#### DOCUMENT EXTRACT

Several years ago, I was listening to the CD version of Frank Zappa's Weasels Ripped My Flesh album. It sparked a flashback to the day in 1970 when I bought the album on vinyl.
I remembered thinking the LP’s gonzo title was a hoot. And, I loved the bizarre cover art – a retro-style cartoon, painted by artist Neon Park.
It showed a vacantly smiling square guy shaving with an, um, electric weasel. The weasel’s teeth were making a bloody gouge in his cheek. Wild!
As I listened to the CD, I decided to search the Web to read some background on the album. What I found caused a personal domino effect that sucked me into the even wilder realm of men's adventure magazines of the 1950s, 1960s and early 1970s – sometimes called men’s pulp magazines, “armpit sweat magazines” or just “the sweats.”
From various websites, I learned that Zappa got his Weasels Ripped My Flesh title from a headline on the cover of one of those magazines – the September 1956 issue of Man's Life.
I found a picture of that issue’s cover online. It features an incredible painted illustration that’s more bizarre than the album’s artwork.

########
#### LISTING

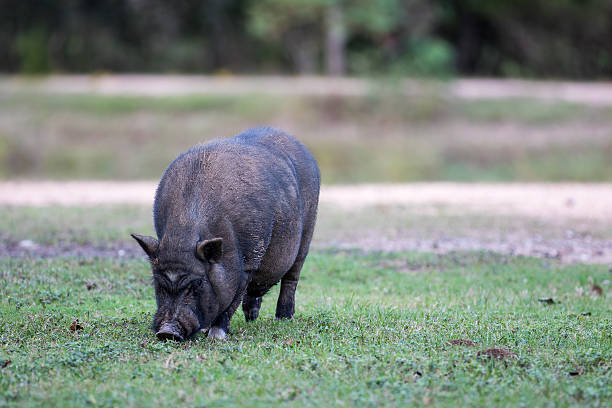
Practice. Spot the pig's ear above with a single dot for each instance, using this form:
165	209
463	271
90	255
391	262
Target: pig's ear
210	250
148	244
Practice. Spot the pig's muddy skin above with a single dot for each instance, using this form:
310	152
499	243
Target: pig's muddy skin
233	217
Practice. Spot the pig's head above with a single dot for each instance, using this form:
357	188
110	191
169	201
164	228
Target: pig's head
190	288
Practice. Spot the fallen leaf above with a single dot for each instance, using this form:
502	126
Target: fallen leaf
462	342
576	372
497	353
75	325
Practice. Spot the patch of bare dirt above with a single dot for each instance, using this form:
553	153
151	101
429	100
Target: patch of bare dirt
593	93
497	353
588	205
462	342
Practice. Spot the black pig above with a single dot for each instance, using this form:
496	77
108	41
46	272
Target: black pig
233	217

########
#### LISTING

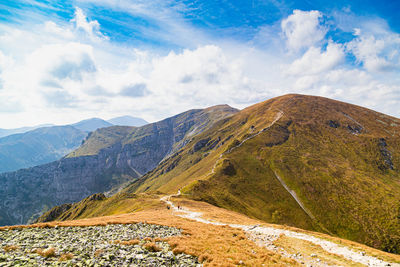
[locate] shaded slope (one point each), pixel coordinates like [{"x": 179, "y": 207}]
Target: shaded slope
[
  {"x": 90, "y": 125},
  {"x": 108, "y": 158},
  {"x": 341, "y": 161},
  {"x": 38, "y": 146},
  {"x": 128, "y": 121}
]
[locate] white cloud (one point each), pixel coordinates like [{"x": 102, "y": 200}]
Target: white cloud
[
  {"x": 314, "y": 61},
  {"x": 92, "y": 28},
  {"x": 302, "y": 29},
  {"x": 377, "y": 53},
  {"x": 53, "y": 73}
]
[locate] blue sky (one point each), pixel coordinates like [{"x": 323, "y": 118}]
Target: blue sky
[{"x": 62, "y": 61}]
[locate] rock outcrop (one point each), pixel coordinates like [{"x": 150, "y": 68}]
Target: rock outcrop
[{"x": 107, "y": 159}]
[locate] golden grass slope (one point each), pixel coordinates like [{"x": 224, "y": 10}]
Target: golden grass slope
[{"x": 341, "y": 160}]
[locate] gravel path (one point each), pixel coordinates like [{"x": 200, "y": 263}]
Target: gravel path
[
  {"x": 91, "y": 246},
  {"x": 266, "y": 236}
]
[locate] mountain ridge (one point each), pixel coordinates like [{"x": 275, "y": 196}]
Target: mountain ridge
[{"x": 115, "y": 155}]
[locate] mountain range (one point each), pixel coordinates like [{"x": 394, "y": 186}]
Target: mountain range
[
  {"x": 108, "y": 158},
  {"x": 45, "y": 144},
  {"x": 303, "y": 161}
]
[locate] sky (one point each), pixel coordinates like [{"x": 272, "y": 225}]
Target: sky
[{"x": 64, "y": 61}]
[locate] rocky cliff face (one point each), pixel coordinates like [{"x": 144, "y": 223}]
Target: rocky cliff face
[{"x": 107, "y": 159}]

########

In the text about the Weasels Ripped My Flesh album, rewrite the passage from "From various websites, I" up to and including "of Man's Life.", changing "headline" to "cover line".

REPLY TO THE TASK >>
From various websites, I learned that Zappa got his Weasels Ripped My Flesh title from a cover line on the cover of one of those magazines – the September 1956 issue of Man's Life.